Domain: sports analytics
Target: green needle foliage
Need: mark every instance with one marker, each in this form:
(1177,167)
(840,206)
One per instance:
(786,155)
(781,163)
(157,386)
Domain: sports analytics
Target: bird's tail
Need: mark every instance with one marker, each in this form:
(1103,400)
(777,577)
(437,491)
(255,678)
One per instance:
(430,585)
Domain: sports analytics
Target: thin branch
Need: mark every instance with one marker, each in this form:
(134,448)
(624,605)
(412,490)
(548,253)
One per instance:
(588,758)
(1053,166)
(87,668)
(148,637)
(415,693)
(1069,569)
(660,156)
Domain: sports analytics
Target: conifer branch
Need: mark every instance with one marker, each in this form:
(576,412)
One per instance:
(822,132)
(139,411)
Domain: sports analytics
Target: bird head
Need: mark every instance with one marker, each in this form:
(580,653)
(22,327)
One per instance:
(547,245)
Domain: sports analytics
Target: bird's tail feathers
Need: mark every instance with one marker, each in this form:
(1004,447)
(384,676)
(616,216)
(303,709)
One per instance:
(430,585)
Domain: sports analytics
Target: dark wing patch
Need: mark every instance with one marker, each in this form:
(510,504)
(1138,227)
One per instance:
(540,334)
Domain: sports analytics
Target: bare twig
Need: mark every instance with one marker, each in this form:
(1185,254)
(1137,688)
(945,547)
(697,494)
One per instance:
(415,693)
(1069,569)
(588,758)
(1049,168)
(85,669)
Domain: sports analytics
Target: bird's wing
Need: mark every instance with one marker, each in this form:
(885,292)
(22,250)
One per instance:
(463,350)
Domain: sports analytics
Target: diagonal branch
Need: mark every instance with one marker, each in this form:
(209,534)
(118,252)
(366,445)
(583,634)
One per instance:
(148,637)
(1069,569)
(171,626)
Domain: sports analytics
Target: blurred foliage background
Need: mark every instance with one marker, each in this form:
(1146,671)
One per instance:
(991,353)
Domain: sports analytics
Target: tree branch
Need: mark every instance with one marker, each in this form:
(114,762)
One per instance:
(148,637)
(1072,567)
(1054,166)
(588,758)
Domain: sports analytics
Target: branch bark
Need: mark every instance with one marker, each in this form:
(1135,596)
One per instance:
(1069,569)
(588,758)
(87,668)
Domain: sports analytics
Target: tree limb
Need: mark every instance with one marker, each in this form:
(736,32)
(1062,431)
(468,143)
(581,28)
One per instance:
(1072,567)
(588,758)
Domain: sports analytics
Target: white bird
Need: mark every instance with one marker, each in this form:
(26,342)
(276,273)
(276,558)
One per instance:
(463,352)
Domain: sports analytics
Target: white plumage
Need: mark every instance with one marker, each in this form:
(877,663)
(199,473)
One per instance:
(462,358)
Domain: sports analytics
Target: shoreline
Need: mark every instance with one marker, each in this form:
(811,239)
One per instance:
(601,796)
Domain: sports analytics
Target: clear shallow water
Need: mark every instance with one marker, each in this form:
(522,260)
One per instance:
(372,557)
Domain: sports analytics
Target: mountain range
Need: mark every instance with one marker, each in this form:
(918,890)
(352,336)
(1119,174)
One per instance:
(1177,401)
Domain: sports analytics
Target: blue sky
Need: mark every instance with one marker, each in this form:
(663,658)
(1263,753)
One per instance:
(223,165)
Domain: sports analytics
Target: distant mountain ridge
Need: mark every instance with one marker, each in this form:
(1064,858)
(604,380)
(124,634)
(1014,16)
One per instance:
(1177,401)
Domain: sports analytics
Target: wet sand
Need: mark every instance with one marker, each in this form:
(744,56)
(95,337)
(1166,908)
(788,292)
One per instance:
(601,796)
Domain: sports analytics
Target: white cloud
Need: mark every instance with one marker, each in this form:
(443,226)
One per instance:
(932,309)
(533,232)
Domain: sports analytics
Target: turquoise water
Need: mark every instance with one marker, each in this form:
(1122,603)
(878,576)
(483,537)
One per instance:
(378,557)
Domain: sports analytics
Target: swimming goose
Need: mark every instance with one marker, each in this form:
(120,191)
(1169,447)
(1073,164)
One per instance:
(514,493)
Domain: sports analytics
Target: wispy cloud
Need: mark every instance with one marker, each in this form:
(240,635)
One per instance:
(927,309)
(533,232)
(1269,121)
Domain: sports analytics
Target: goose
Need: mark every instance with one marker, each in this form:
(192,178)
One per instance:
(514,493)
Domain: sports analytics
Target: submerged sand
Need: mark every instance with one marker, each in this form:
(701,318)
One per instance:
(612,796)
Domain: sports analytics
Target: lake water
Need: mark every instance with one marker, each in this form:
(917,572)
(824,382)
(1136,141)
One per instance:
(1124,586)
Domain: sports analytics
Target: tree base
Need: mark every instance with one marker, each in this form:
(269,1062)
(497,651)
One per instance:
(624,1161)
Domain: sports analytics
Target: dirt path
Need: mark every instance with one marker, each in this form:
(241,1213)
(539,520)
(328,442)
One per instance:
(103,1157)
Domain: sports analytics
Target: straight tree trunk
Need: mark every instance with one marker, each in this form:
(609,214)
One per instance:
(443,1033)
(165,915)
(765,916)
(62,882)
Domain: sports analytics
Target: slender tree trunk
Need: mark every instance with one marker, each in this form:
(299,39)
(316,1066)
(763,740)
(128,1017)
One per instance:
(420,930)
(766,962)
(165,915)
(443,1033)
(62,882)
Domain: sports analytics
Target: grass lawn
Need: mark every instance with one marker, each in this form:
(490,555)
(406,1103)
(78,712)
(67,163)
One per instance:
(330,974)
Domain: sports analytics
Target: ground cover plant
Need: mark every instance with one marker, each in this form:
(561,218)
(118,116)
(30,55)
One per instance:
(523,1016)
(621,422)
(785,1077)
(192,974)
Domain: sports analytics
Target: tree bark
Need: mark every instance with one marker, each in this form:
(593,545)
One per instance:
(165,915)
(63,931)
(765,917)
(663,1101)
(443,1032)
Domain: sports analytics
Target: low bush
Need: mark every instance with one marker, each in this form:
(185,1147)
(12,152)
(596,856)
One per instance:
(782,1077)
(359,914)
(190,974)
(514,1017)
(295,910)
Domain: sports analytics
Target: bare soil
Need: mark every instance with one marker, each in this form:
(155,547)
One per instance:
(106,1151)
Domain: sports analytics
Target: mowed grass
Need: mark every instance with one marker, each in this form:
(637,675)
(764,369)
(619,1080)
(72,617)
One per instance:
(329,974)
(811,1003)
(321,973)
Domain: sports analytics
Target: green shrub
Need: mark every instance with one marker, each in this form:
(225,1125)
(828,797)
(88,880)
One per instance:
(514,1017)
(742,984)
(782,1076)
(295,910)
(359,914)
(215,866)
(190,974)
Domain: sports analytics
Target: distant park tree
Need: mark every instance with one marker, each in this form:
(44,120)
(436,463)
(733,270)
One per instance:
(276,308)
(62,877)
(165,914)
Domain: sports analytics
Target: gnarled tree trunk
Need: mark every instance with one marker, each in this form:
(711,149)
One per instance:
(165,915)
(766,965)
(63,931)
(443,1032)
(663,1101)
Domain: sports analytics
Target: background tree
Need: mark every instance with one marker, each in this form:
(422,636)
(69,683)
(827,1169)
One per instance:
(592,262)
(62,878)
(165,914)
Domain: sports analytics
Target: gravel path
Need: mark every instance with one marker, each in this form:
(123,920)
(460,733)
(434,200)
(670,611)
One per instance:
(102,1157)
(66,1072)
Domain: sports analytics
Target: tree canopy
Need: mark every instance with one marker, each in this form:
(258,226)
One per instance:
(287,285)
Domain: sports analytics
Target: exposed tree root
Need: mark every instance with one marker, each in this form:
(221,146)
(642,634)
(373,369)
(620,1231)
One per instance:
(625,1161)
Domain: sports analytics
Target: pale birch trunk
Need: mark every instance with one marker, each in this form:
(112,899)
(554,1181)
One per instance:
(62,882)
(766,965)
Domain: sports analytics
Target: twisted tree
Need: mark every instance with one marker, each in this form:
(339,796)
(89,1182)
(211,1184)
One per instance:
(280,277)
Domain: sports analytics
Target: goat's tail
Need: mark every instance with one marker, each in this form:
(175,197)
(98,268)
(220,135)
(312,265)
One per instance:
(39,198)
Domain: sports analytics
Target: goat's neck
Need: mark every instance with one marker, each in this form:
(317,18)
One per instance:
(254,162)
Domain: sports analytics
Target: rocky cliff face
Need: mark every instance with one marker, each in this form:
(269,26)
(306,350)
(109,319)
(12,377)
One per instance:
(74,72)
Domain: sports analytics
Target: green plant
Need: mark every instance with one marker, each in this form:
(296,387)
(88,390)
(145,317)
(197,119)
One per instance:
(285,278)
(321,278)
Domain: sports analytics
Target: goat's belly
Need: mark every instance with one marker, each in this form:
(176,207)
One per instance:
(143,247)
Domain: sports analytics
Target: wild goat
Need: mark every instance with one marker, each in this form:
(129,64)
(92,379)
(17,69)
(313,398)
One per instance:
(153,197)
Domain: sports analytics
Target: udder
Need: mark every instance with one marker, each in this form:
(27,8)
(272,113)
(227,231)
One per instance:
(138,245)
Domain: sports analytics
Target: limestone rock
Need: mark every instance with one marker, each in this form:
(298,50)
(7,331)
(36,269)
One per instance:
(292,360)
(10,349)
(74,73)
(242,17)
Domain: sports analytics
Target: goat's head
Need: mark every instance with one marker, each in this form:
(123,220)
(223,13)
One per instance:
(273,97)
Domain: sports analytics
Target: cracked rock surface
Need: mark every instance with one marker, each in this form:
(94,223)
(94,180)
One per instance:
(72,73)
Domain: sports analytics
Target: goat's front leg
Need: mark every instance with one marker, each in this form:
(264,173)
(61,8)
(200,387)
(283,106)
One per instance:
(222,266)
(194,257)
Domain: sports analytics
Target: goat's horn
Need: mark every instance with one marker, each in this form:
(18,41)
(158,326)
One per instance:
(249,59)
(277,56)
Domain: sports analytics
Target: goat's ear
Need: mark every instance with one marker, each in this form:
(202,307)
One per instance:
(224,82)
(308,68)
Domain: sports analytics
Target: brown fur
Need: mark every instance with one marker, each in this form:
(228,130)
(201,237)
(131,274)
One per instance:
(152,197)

________

→ **INSTRUCTIONS TO FOLLOW**
Identify every line in the rows above that contains the word "branch", and copy each such line in full.

→ **SOLVED EXERCISE**
Target: thin branch
Target: conifer branch
Target: diagonal branch
Target: tree branch
Target: branch bark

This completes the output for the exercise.